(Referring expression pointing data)
• • • •

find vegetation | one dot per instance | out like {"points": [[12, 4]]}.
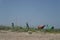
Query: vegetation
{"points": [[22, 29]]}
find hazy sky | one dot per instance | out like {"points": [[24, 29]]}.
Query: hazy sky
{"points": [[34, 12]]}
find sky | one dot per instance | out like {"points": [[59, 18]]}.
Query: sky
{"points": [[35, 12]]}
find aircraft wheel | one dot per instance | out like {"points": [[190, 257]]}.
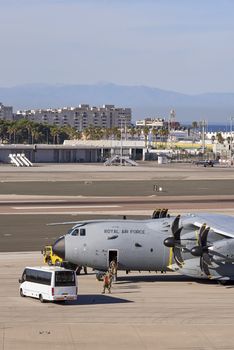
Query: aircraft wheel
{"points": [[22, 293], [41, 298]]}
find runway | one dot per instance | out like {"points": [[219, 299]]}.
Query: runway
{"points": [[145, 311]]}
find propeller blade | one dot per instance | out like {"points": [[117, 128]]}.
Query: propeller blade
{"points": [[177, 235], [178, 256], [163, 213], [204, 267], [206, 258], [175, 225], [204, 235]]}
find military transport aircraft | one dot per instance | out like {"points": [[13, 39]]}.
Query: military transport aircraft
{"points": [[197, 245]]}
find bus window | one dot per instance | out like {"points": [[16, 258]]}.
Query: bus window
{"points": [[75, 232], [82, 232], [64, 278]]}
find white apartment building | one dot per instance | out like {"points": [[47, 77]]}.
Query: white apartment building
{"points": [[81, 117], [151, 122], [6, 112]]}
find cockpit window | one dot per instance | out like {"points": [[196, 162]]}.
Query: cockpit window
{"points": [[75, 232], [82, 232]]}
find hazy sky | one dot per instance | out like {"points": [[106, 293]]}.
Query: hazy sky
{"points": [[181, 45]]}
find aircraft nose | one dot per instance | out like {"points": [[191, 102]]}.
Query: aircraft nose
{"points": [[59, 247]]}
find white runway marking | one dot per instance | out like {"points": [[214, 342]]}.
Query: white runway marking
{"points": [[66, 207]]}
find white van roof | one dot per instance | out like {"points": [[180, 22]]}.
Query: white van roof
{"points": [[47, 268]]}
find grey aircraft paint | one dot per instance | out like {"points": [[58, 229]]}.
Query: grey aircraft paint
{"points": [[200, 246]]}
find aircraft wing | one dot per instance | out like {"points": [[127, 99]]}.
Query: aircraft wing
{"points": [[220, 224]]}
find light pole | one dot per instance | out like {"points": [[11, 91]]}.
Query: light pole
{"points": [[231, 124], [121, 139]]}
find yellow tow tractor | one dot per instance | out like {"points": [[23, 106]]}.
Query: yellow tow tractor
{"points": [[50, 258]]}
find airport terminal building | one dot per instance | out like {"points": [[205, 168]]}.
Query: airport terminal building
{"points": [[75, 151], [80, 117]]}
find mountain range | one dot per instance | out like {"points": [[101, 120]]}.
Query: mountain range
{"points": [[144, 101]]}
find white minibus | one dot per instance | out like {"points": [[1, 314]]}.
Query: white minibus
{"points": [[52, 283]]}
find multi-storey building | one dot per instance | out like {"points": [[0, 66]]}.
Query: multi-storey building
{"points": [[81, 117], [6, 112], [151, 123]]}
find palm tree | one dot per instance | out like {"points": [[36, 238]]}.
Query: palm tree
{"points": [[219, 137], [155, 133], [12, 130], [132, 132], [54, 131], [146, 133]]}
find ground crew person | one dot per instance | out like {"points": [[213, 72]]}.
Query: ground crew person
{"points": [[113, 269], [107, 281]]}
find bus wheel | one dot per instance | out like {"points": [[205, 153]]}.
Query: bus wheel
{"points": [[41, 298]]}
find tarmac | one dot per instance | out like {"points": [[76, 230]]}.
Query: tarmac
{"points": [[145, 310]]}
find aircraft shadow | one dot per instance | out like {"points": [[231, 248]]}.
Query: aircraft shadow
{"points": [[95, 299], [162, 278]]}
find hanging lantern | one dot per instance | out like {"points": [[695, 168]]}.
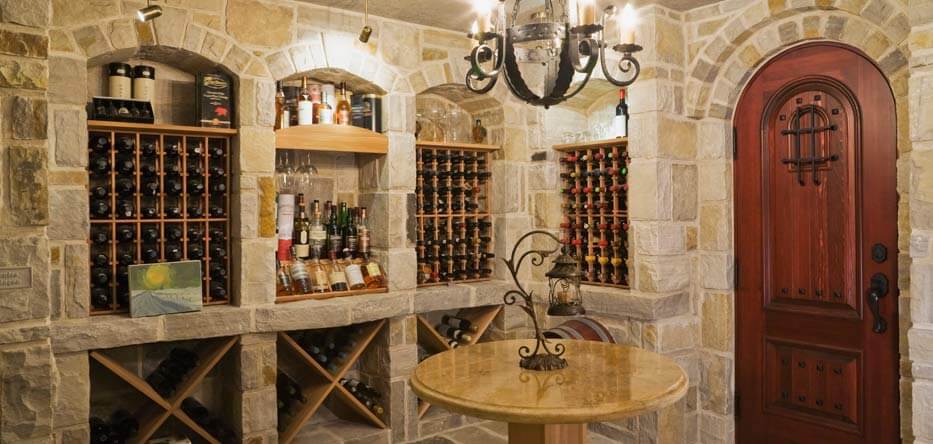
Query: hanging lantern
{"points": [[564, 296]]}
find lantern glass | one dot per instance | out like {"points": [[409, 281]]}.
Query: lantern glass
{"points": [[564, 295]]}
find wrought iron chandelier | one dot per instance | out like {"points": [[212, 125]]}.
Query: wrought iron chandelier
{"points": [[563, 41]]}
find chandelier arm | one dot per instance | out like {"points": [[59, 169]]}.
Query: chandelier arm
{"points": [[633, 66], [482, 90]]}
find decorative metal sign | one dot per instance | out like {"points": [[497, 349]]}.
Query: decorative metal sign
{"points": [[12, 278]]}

• • • •

**What is required**
When you reproduce the data shown above, keep each line exact and omit every picture.

**Output below**
find vegetation | one dot per instance | out like {"points": [[12, 4]]}.
Query: vegetation
{"points": [[22, 29]]}
find hazy sky | one dot per instance | out like {"points": [[24, 29]]}.
Query: hazy sky
{"points": [[34, 12]]}
find sky | one dot per instance | out like {"points": [[59, 18]]}.
Query: sky
{"points": [[35, 12]]}
find aircraft wheel | one dot per instance | out like {"points": [[190, 257]]}.
Query: aircraft wheel
{"points": [[22, 293], [41, 298]]}
find runway | one dot per instance | out like {"points": [[219, 299]]}.
Query: runway
{"points": [[145, 311]]}
find propeller blade | one dot per instance | out like {"points": [[117, 128]]}.
Query: propeller blade
{"points": [[177, 235], [178, 256], [163, 213], [204, 267], [206, 258], [175, 225], [204, 235]]}
find military transport aircraft | one dot per instance | out like {"points": [[13, 39]]}.
Query: military transport aircraft
{"points": [[197, 245]]}
find bus window | one dot per instance | out like {"points": [[16, 258]]}.
Query: bus window
{"points": [[75, 232], [82, 232], [64, 278]]}
find white apartment building | one dot per instance | out like {"points": [[47, 77]]}.
Query: white apartment building
{"points": [[81, 117], [151, 122], [6, 112]]}
find cockpit window | one dot per instance | out like {"points": [[196, 162]]}.
Query: cockpit window
{"points": [[75, 232], [82, 232]]}
find hazy sky | one dot per instance | out like {"points": [[106, 293]]}.
Query: hazy sky
{"points": [[181, 45]]}
find aircraft nose | one dot per instance | out like {"points": [[191, 102]]}.
Query: aircraft nose
{"points": [[59, 247]]}
find white runway marking | one dot per instance | out like {"points": [[214, 342]]}.
Query: white runway marking
{"points": [[66, 207]]}
find white van roof | one dot per instance | out like {"points": [[180, 22]]}.
Query: white van roof
{"points": [[47, 268]]}
find grey aircraft paint | one dot per instance | out like {"points": [[58, 229]]}.
Query: grey aircraft paint
{"points": [[200, 246]]}
find aircraft wing | one dot per instance | out like {"points": [[127, 99]]}.
Query: aircraft wing
{"points": [[220, 224]]}
find light pole | one dot per instance | out like {"points": [[11, 91]]}.
Query: light pole
{"points": [[231, 124], [121, 139]]}
find yellow tow tractor | one dot per instance | out like {"points": [[23, 106]]}.
Query: yellow tow tractor
{"points": [[50, 258]]}
find airport terminal building | one dot per instance | out like {"points": [[205, 168]]}.
Query: airport terminal building
{"points": [[75, 151], [80, 117]]}
find mountain range | one dot per instance | out like {"points": [[101, 120]]}.
Query: mountain range
{"points": [[144, 101]]}
find white minibus | one dot per instance | out like {"points": [[1, 314]]}.
Query: white minibus
{"points": [[52, 283]]}
find multi-storey building | one dot per instance | out like {"points": [[0, 66]]}.
Query: multi-storey building
{"points": [[81, 117], [6, 112], [151, 123]]}
find palm tree | one dot per instance | out like {"points": [[36, 238]]}.
Query: palm tree
{"points": [[219, 137], [155, 133], [12, 130], [132, 132], [54, 131], [146, 133]]}
find ground crew person | one dot per instance | out like {"points": [[213, 72]]}.
Query: ground crew person
{"points": [[113, 269], [107, 281]]}
find bus wheel | one dot per instance | out like {"points": [[205, 153]]}.
Query: bus wheel
{"points": [[41, 298]]}
find tarmac | one dot per instance | out like {"points": [[76, 230]]}.
Query: tarmac
{"points": [[145, 310]]}
find aircraft shadow | one dot per instance | out like {"points": [[231, 248]]}.
Query: aircraft shadow
{"points": [[95, 299], [162, 278]]}
find hanging lantern | one dot per instance | out like {"points": [[695, 168]]}.
Query: hanging lantern
{"points": [[564, 296]]}
find lantern glass | one dot per instance | out like {"points": [[409, 281]]}.
Query: lantern glass
{"points": [[564, 295]]}
find wrought iron chandelier | one dot per instance | out like {"points": [[212, 125]]}.
Query: wrought iron chandelier
{"points": [[563, 41]]}
find chandelier arm | one dot per instance | out like {"points": [[59, 169]]}.
Query: chandelier arm
{"points": [[633, 66], [482, 90]]}
find decorative metal sign | one dot per instance | out like {"points": [[497, 349]]}.
Query: decorative metal sign
{"points": [[12, 278]]}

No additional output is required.